- Short problem: Count the lines in the listing below that contain the string "floor", treating case as significant. Reply with the number only.

═════ Extracted information ═════

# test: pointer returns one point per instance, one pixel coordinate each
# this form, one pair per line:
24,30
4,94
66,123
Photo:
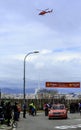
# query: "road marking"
68,126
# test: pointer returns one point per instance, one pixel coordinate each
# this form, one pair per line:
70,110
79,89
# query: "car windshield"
58,107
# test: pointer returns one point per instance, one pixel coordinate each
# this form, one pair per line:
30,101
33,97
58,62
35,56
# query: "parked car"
58,111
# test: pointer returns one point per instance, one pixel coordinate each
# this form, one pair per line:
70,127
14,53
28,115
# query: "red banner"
63,84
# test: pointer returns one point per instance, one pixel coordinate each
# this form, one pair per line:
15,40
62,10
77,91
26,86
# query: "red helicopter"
43,12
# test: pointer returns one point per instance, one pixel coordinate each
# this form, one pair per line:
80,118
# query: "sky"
56,35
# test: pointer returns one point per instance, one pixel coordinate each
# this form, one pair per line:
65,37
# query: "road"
41,122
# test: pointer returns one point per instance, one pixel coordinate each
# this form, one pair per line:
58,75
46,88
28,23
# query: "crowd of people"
9,111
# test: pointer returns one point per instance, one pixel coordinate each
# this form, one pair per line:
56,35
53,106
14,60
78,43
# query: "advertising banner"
63,84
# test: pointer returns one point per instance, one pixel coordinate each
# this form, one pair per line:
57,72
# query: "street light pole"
24,93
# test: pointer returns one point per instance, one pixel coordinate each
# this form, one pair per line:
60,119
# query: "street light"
24,77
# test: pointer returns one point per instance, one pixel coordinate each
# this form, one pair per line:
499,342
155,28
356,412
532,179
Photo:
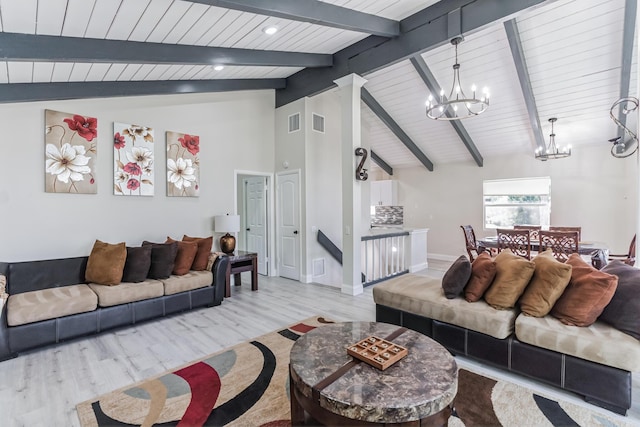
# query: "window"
517,201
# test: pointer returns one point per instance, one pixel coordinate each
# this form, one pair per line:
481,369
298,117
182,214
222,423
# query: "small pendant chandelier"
457,105
552,151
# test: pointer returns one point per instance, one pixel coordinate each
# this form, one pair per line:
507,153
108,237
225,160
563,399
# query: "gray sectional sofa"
596,361
49,301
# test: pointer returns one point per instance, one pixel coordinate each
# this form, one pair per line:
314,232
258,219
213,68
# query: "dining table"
584,247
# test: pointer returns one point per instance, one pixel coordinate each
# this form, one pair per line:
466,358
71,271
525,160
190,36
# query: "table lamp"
227,224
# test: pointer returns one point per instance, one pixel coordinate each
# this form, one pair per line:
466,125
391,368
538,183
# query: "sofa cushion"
34,306
106,263
623,310
184,258
127,292
549,280
163,258
600,343
588,293
456,277
138,263
512,276
204,249
423,296
192,280
483,271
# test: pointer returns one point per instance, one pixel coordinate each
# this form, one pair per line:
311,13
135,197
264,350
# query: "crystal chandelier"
552,151
457,105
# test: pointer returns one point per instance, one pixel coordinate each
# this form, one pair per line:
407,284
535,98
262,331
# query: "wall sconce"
361,172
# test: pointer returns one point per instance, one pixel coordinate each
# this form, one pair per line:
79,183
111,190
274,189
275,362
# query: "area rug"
248,385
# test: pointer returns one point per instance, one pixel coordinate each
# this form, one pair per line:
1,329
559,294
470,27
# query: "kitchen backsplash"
387,216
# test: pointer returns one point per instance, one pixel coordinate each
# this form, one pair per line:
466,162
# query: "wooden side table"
240,262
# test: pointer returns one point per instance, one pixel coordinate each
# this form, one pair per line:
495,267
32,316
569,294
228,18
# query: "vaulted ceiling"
569,59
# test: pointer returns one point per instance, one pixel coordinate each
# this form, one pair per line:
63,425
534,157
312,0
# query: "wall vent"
317,123
318,267
294,122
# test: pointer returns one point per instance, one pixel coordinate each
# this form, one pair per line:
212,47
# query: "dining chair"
471,243
630,257
534,230
578,229
562,243
519,241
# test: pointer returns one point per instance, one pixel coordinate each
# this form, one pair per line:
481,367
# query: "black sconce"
361,172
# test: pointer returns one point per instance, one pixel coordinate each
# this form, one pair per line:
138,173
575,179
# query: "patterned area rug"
248,385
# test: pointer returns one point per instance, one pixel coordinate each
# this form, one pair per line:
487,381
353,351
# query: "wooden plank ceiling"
573,51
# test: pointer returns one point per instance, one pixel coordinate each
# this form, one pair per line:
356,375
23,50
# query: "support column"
351,192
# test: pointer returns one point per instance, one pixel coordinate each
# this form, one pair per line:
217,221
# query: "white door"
256,219
289,225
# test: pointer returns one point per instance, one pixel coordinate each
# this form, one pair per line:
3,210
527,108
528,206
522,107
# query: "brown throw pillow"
163,257
106,263
549,280
136,268
623,312
185,256
512,276
204,249
588,293
456,277
483,271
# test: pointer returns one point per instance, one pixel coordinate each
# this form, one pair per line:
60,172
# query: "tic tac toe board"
377,352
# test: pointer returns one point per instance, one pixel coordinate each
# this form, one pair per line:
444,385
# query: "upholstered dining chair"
533,230
562,243
578,229
471,243
519,241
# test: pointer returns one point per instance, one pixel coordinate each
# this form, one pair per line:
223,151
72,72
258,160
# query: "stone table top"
420,385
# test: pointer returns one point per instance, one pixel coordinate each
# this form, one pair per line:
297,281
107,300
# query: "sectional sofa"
50,301
596,361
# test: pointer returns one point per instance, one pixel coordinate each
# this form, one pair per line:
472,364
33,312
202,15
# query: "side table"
240,262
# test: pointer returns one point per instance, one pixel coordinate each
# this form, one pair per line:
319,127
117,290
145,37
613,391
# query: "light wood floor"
41,388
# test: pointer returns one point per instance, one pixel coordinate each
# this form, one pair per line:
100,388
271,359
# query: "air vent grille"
294,122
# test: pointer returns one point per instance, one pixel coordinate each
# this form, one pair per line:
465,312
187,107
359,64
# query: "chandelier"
552,151
457,105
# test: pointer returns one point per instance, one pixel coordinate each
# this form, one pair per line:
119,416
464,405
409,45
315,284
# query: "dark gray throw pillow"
622,311
136,267
163,258
456,278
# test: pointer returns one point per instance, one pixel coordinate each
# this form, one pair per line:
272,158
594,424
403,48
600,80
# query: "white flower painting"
70,153
133,160
183,165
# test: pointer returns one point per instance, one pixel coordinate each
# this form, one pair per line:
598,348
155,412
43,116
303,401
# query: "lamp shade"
227,223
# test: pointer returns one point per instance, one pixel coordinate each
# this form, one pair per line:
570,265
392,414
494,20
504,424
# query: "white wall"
589,189
236,131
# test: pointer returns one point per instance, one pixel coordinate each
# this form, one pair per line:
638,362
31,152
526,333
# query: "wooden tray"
377,352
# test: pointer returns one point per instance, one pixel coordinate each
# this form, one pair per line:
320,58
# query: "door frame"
301,227
272,267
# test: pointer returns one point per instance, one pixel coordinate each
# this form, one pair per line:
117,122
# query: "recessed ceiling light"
271,30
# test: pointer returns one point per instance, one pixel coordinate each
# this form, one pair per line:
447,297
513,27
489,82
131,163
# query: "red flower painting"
86,127
118,141
133,184
191,143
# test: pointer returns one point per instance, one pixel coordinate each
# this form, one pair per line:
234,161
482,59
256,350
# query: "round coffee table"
336,389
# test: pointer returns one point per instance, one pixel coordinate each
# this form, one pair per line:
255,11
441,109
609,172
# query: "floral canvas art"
183,165
133,160
70,153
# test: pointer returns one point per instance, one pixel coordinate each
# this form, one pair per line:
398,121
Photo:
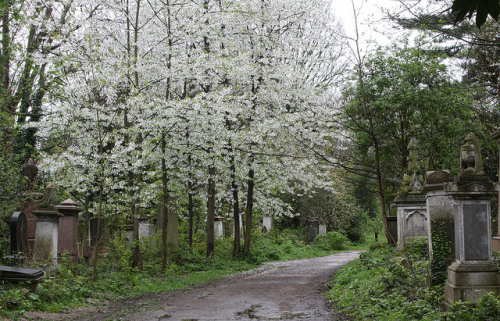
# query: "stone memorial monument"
496,239
47,222
68,228
410,207
18,234
267,224
322,229
473,272
146,228
439,207
219,227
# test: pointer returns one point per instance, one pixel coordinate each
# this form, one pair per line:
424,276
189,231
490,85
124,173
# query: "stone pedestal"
496,239
218,227
146,228
266,224
68,228
321,229
412,221
473,273
312,231
439,207
241,226
46,236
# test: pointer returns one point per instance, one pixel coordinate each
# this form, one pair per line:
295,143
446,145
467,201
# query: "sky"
370,21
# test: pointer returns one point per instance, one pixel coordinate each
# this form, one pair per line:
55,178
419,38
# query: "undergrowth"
68,284
387,284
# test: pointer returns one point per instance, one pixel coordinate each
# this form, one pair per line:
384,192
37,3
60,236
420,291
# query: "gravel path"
290,290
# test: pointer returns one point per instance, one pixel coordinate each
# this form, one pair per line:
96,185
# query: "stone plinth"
68,228
46,237
267,224
218,227
321,229
439,207
496,239
411,212
146,228
473,273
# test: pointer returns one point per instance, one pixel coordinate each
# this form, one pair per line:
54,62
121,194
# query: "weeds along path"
290,290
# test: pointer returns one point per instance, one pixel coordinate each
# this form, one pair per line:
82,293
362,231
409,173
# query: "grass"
387,284
70,285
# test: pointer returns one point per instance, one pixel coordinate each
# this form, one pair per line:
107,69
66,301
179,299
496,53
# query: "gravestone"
47,223
172,230
266,224
412,219
496,239
18,234
218,227
473,272
322,229
241,226
410,206
68,228
312,231
146,228
439,207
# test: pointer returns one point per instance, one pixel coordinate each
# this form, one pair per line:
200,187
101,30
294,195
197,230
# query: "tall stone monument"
473,272
47,222
410,207
267,223
439,207
219,227
496,239
68,228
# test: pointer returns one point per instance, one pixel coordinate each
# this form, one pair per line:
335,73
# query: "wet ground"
290,290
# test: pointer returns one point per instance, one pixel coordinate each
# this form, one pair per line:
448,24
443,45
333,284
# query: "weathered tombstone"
410,207
439,206
172,231
47,221
267,224
18,234
68,228
313,231
322,229
219,227
241,226
15,275
473,272
146,228
30,171
496,239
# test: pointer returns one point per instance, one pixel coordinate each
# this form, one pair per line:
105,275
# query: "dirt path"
290,290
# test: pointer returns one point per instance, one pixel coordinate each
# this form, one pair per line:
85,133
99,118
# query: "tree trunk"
172,230
5,60
236,209
211,211
249,211
191,214
137,258
164,201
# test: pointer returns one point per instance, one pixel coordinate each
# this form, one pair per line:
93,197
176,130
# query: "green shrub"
332,241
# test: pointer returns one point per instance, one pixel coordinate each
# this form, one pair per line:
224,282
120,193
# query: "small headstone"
322,229
47,222
18,234
473,272
219,227
68,228
313,231
267,223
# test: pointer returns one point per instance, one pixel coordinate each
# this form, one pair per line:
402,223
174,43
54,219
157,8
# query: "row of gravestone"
456,211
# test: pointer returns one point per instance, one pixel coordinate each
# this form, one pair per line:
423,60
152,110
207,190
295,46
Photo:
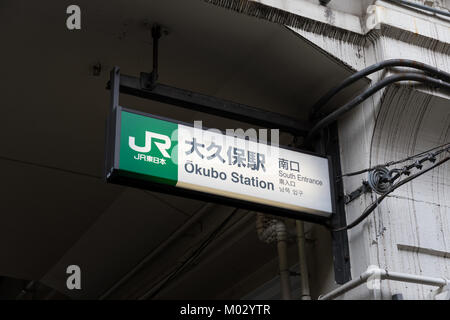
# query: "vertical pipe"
305,293
283,261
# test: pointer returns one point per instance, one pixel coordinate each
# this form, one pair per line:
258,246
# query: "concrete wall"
410,231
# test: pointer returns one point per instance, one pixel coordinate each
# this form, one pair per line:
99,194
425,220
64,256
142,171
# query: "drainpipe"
270,230
305,293
382,274
282,257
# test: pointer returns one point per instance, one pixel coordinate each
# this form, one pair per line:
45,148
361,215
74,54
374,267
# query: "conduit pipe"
316,108
421,7
269,230
304,275
366,94
383,274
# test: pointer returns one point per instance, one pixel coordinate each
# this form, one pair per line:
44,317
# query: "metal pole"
384,275
283,261
305,293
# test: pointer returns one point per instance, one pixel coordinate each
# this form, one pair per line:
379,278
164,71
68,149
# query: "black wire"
420,6
29,163
391,163
374,204
369,92
372,69
193,256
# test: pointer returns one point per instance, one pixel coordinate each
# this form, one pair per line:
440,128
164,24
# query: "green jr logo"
162,147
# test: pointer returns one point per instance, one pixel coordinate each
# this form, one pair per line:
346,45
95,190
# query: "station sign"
165,155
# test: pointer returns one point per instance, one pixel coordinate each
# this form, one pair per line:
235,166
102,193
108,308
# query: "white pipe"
283,261
305,293
382,274
180,231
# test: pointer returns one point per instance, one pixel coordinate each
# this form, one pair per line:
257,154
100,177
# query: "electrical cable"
391,163
190,259
372,69
420,6
367,93
374,204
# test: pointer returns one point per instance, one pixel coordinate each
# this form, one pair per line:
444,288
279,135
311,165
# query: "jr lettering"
148,143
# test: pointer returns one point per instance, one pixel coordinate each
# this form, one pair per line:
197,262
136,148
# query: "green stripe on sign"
148,148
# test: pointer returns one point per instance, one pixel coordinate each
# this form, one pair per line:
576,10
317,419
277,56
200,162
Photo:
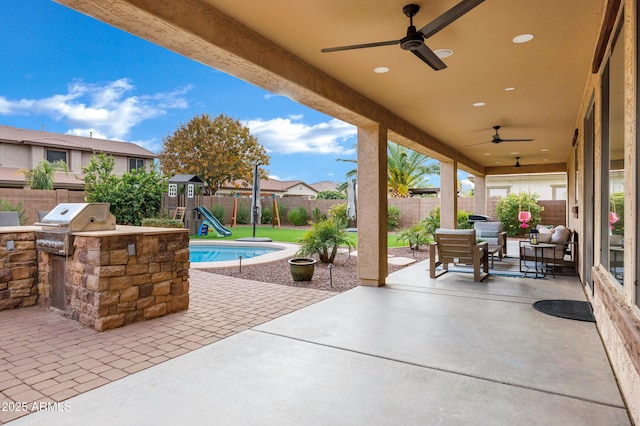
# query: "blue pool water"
219,253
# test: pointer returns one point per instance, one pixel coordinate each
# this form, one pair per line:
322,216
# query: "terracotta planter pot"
302,268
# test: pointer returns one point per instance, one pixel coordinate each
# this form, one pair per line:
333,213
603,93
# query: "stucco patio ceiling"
276,45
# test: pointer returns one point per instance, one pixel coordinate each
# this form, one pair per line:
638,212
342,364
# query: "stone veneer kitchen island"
112,278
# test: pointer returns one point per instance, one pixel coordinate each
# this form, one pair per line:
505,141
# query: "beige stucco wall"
12,155
618,317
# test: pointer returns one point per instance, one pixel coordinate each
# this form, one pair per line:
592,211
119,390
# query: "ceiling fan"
414,40
497,139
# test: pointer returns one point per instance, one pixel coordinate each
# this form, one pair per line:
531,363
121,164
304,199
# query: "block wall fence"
412,210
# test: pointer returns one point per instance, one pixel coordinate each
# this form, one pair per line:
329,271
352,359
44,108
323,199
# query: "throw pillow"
545,235
488,234
561,235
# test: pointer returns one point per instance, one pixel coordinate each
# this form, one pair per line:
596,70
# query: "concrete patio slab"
256,378
447,351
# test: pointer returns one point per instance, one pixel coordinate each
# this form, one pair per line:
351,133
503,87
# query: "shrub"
339,212
508,208
393,217
323,240
432,222
243,215
6,206
463,220
298,216
317,215
415,235
282,211
218,212
331,195
162,223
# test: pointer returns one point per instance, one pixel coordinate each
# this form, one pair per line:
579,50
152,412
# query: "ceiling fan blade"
360,46
479,143
430,58
448,17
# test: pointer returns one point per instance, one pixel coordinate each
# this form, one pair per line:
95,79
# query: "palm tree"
406,169
42,176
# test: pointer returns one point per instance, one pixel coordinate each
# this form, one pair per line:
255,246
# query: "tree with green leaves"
405,169
133,197
219,150
42,176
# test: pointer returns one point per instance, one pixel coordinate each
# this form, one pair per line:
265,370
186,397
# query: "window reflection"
616,159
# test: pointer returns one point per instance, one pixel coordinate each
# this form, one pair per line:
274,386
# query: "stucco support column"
448,194
372,205
480,195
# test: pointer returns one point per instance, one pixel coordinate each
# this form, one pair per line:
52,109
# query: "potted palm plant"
322,240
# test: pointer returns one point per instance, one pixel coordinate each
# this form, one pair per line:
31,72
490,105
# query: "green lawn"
285,235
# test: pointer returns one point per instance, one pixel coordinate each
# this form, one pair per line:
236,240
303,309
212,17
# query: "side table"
540,264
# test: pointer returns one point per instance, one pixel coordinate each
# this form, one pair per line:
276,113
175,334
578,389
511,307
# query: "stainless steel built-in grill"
59,224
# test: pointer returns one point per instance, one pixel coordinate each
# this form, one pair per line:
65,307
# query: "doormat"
570,309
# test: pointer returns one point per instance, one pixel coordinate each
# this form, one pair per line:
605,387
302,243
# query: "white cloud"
109,110
283,136
467,183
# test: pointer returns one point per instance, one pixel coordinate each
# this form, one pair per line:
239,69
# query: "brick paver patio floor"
47,358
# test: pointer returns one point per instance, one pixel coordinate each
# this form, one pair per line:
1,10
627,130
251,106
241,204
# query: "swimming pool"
219,253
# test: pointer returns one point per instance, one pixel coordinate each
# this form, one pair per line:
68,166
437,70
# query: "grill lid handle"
51,225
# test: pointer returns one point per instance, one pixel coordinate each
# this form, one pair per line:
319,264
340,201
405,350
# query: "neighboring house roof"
325,185
35,137
186,179
267,186
12,177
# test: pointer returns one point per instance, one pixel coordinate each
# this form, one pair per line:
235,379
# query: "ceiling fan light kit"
414,40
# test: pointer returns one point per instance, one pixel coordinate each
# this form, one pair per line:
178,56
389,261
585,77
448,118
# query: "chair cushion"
488,226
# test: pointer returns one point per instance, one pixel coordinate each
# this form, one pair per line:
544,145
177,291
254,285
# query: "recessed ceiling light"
523,38
443,53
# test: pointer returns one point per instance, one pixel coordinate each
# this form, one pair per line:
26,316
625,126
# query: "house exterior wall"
615,306
549,186
15,156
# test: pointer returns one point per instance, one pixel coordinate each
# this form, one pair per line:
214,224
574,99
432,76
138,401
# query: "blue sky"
73,74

═════

- Worked answer: 2